Stored data entries:
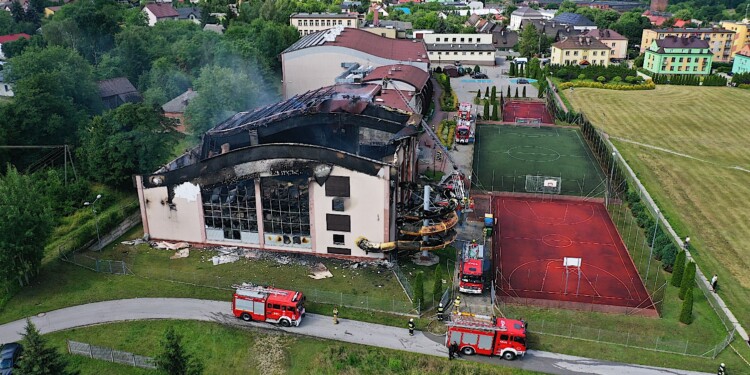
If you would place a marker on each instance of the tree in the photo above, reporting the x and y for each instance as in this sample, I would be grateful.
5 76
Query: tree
679 269
173 359
687 279
419 290
222 92
529 44
686 314
437 285
132 139
25 226
38 357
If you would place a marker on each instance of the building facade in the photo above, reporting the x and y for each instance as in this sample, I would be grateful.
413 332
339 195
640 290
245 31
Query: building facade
741 36
617 42
678 55
469 49
742 61
580 50
309 23
720 40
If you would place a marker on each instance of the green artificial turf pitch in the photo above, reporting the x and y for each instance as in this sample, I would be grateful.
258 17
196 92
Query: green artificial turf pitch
504 155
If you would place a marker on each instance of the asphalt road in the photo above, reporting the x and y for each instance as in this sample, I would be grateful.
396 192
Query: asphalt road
313 325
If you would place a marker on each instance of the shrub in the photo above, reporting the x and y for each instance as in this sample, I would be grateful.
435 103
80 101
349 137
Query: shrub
687 280
686 314
679 269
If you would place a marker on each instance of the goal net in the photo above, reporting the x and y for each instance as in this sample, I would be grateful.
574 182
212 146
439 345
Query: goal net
543 184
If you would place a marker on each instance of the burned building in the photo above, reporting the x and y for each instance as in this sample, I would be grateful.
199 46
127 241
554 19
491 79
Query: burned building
309 174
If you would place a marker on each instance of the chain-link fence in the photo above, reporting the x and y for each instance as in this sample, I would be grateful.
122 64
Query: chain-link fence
111 355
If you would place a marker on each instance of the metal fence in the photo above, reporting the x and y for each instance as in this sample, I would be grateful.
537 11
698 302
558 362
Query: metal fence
111 355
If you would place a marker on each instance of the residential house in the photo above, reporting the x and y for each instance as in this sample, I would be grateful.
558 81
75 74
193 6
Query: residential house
523 14
190 14
470 49
678 55
315 60
742 61
309 23
175 108
156 12
580 50
617 42
10 38
741 36
118 91
720 40
575 20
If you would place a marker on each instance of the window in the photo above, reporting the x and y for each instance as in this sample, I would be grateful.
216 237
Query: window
339 223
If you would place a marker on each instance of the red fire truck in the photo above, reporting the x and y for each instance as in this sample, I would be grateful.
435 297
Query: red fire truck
464 124
471 273
264 304
479 335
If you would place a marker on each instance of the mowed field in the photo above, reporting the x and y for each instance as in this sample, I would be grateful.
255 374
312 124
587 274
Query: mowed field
690 146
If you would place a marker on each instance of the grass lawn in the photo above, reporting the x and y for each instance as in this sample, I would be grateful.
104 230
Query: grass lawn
504 155
257 351
689 147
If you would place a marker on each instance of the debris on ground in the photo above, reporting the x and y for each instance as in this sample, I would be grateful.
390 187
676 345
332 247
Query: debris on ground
182 253
319 271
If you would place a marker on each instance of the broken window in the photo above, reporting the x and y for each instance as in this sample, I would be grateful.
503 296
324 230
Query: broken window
286 210
229 211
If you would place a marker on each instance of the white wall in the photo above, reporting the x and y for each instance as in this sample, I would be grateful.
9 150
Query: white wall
366 206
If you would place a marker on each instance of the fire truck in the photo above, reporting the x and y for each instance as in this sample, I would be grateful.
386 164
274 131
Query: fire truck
481 335
264 304
471 272
464 124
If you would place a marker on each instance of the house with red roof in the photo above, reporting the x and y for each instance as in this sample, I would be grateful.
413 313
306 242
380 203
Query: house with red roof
156 12
10 38
315 60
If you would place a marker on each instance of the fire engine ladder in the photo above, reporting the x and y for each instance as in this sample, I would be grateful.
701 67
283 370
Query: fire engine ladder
260 289
429 130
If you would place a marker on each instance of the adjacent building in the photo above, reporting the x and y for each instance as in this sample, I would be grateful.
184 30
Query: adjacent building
315 60
469 49
678 55
309 23
741 34
580 50
720 40
309 175
611 38
742 61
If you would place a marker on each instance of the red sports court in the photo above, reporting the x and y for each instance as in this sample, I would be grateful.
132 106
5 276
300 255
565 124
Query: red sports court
565 252
526 111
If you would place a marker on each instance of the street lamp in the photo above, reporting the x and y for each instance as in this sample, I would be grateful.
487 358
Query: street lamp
96 218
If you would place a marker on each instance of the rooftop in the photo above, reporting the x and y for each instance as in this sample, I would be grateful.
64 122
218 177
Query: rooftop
366 42
161 10
580 42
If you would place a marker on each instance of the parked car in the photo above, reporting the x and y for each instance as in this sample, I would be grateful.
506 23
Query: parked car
9 356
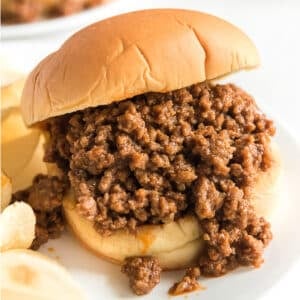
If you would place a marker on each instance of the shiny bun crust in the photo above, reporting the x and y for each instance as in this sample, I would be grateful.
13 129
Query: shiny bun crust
127 55
177 244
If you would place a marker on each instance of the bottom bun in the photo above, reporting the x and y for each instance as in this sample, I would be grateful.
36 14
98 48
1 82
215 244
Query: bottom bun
176 244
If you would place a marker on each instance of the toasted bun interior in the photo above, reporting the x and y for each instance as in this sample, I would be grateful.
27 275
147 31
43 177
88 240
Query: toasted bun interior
153 50
176 244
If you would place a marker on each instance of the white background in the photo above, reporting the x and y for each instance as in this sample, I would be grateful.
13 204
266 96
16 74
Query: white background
274 26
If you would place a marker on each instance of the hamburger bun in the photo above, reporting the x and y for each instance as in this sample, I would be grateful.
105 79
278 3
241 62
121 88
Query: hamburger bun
19 141
124 45
176 244
117 59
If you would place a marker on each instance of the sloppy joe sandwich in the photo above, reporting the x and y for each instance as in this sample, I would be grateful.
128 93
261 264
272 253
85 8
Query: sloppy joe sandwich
162 169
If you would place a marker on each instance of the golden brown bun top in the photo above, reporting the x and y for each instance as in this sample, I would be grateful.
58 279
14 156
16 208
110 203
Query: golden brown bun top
131 54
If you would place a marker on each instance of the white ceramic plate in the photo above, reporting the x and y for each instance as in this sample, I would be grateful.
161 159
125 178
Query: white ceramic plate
60 24
103 280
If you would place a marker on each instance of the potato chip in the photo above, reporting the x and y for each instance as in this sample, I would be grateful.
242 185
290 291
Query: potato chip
17 226
26 274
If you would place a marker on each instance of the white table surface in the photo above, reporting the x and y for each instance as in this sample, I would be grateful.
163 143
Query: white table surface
274 26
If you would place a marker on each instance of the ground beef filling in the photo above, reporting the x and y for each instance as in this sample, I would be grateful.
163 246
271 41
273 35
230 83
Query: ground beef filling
155 157
143 272
188 283
45 197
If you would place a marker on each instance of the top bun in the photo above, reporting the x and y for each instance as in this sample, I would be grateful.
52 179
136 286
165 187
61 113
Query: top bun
131 54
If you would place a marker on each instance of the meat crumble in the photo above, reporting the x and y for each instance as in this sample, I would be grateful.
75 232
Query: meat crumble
143 272
188 283
155 157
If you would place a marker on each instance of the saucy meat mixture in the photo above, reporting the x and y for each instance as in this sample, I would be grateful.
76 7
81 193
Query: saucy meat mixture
21 11
155 157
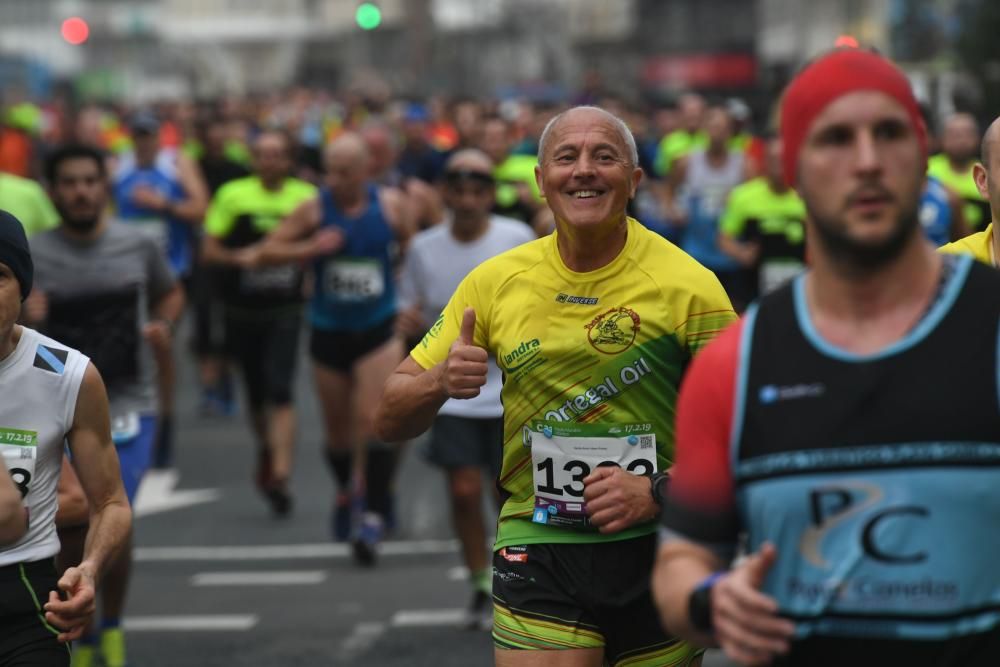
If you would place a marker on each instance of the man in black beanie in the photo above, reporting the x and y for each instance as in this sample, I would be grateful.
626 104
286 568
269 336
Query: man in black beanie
51 395
14 251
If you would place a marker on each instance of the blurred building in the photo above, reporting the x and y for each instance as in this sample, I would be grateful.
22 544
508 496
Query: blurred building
636 49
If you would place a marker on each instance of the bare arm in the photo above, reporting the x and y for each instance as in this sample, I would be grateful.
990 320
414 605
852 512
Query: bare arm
745 621
410 401
73 507
412 395
680 566
96 464
13 516
296 239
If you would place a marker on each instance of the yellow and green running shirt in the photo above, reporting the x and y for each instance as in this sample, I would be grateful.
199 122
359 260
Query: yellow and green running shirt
975 207
979 245
603 347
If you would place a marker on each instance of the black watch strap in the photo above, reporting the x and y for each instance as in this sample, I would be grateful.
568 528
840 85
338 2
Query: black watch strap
700 604
658 487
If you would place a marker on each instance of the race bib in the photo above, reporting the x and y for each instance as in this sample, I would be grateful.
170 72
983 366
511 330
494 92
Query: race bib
125 427
354 279
268 279
563 454
775 274
154 228
20 451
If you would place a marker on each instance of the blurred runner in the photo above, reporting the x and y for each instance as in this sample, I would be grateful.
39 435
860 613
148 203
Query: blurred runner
52 398
763 226
162 193
953 167
352 232
703 180
984 245
216 383
105 288
263 306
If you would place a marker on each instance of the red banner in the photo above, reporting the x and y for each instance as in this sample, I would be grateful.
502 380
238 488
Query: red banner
724 70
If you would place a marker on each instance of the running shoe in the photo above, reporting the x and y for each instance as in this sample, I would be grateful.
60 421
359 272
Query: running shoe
367 538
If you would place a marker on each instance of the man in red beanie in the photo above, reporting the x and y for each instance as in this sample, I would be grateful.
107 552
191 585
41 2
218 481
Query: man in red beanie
816 431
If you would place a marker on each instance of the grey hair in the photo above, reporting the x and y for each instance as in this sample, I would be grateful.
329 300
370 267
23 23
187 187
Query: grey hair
619 124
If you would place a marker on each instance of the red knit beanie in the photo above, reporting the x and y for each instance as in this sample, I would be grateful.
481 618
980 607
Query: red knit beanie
829 77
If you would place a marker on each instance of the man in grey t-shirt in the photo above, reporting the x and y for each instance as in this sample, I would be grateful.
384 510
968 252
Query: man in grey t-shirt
467 436
106 290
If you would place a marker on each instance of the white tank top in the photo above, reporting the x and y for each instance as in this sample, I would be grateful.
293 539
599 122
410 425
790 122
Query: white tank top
39 383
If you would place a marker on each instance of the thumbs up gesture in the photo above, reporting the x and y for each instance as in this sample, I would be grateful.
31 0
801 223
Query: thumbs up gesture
746 621
466 366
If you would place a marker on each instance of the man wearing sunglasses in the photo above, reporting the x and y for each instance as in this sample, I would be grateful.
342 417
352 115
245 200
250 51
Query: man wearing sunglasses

TO DO »
Your answer should be a single number: the count of lines in the records that contain "wearing".

ANSWER AREA »
2